Natural-language object grounding data:
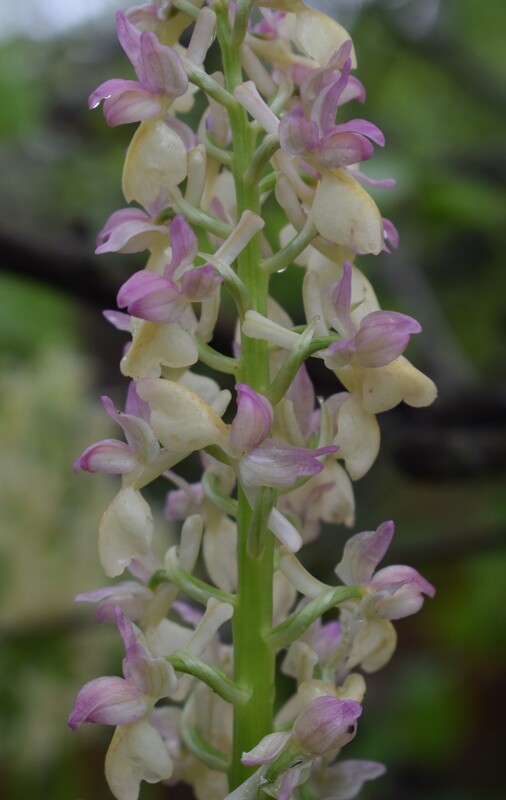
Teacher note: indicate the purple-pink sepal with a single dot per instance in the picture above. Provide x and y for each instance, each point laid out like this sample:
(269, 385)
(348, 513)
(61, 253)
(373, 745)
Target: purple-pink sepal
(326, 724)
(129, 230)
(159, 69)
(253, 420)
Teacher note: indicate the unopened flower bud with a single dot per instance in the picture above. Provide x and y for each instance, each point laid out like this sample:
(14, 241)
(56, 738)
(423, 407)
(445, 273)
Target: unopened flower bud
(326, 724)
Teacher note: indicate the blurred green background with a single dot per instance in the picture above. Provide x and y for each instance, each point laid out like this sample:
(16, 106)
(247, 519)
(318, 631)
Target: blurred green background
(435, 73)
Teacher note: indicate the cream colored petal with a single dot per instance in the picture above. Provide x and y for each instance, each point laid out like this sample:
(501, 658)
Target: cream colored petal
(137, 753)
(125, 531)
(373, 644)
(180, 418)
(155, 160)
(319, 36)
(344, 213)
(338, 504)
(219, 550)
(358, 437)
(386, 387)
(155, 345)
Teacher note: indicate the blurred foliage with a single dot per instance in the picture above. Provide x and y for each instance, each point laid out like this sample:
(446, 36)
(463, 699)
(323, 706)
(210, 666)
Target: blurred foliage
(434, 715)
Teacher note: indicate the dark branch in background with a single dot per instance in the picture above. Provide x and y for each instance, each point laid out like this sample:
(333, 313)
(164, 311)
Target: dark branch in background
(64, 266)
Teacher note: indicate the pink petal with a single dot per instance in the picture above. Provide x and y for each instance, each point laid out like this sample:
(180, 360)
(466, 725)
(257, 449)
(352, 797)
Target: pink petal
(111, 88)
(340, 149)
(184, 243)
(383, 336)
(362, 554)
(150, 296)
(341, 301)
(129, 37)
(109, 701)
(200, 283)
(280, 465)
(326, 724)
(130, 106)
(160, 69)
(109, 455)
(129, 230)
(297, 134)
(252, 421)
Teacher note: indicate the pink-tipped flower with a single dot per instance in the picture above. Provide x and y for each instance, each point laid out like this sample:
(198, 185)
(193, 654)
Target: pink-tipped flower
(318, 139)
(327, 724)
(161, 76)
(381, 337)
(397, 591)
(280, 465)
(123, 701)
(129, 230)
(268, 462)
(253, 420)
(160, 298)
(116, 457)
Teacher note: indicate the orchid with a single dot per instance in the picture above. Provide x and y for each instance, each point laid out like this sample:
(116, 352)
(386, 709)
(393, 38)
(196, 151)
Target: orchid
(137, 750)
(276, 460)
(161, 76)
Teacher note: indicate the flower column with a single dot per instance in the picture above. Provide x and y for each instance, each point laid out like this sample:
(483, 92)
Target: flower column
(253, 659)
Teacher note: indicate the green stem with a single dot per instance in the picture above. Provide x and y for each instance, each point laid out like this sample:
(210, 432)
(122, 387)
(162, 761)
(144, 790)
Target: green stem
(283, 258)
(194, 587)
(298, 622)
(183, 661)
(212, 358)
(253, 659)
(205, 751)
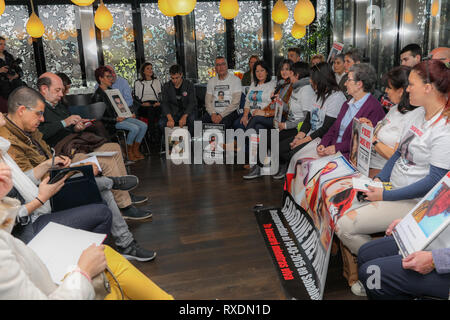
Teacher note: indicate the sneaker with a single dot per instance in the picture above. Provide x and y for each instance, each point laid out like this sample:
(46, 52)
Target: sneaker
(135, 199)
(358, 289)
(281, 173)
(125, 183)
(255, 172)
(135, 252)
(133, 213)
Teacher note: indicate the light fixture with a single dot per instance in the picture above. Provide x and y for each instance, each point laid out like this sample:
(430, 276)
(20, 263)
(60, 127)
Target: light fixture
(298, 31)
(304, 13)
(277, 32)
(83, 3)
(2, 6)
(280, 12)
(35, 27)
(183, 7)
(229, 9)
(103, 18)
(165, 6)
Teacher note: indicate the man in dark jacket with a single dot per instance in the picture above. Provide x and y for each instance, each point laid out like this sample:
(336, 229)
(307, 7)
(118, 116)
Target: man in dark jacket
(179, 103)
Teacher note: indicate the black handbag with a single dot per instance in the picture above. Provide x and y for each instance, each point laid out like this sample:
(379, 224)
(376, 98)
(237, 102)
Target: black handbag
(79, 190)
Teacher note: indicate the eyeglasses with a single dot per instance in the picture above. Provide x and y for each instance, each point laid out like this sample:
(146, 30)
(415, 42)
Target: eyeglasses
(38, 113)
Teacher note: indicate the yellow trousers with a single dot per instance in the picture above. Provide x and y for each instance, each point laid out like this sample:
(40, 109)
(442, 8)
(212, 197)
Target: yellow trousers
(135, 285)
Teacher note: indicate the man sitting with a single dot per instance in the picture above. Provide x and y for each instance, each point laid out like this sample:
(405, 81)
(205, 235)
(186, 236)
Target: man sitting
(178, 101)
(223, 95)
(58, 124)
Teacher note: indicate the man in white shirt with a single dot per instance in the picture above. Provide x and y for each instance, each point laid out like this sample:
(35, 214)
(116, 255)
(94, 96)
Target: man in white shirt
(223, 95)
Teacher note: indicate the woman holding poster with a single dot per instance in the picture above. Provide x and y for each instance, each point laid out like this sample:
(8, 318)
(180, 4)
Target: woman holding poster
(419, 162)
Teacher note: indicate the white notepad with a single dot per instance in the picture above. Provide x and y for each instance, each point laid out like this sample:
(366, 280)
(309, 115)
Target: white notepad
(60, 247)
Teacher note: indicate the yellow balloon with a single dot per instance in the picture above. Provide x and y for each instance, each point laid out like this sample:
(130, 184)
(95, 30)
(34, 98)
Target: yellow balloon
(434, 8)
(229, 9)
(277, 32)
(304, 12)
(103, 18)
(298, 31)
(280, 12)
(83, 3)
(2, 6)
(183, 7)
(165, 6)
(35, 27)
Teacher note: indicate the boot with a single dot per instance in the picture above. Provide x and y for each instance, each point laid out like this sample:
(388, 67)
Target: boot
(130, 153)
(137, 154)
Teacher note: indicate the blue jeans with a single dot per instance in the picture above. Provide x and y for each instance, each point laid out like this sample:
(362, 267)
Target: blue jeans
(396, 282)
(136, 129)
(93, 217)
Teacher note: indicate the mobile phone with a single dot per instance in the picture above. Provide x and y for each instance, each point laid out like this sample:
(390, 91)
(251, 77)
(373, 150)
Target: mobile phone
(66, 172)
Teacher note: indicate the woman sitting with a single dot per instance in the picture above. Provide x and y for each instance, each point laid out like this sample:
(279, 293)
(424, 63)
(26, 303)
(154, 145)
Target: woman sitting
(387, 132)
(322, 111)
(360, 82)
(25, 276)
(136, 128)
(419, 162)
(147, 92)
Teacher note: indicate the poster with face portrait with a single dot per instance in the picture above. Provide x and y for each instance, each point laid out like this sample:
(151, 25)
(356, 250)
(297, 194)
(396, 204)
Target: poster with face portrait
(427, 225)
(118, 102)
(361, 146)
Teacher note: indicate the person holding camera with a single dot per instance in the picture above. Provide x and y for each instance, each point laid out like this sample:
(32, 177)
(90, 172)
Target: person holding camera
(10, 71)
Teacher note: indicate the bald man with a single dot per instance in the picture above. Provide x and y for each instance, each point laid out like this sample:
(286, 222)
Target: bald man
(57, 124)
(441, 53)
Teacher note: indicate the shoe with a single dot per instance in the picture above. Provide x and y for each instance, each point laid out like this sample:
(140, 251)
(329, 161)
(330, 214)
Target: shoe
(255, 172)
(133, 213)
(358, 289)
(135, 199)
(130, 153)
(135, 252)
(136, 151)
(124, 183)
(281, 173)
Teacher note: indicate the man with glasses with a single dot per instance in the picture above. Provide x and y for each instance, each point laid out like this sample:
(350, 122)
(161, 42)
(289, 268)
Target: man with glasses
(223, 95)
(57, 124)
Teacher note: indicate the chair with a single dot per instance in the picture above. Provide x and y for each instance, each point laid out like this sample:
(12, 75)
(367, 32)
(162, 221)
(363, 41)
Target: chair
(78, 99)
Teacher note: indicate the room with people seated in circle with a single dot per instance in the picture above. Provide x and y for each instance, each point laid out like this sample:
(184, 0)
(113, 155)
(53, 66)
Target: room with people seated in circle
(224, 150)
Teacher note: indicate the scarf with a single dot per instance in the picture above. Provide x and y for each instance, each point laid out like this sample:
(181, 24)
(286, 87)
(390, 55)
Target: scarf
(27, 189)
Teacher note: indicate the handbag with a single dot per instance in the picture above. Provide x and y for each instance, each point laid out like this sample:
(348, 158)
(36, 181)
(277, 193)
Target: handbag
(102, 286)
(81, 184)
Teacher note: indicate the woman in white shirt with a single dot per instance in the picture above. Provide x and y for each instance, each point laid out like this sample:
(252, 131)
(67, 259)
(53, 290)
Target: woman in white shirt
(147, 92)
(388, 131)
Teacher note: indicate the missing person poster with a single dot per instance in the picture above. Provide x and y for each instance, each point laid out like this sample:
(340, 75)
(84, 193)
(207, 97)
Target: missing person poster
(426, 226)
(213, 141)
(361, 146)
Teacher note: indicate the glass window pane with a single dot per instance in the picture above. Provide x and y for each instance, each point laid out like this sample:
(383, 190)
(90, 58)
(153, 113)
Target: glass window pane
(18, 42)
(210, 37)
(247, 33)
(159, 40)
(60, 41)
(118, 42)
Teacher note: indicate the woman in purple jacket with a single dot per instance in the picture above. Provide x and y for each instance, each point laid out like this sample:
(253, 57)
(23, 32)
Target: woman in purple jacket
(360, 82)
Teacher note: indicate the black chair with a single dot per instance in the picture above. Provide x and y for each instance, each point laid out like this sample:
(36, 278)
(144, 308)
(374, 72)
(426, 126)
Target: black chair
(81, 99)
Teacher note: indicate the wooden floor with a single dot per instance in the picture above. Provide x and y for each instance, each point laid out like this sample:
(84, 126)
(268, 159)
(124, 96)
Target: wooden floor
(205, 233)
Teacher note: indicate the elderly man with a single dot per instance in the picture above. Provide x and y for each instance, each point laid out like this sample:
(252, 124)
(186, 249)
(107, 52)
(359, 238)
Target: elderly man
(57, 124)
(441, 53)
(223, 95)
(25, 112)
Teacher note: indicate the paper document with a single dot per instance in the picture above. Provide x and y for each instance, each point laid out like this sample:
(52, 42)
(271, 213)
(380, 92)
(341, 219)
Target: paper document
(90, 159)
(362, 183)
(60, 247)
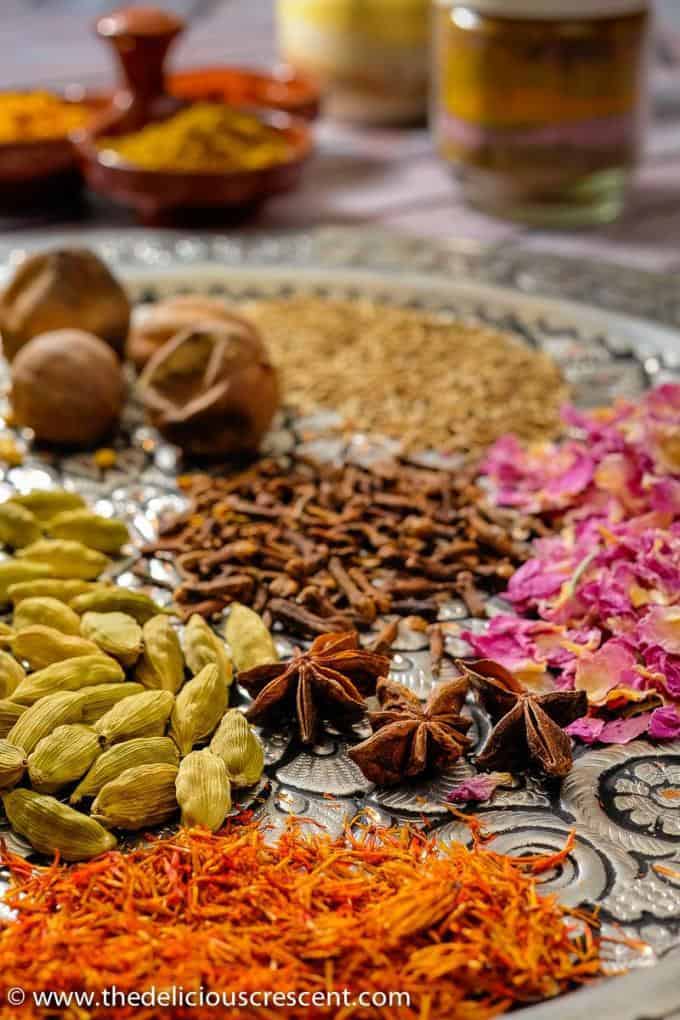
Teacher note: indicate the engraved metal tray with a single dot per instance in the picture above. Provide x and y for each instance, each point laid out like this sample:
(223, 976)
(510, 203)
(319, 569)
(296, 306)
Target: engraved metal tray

## [TASK BRIEF]
Wherever "metal" occurs in the entries above, copy the line it sits on.

## [ANSWER]
Teacher note: indicate the engraved metal tray with a single dot per instance in the picture above. Provide x and y for each instance, each point laid out like this sample:
Target: engraved metal tray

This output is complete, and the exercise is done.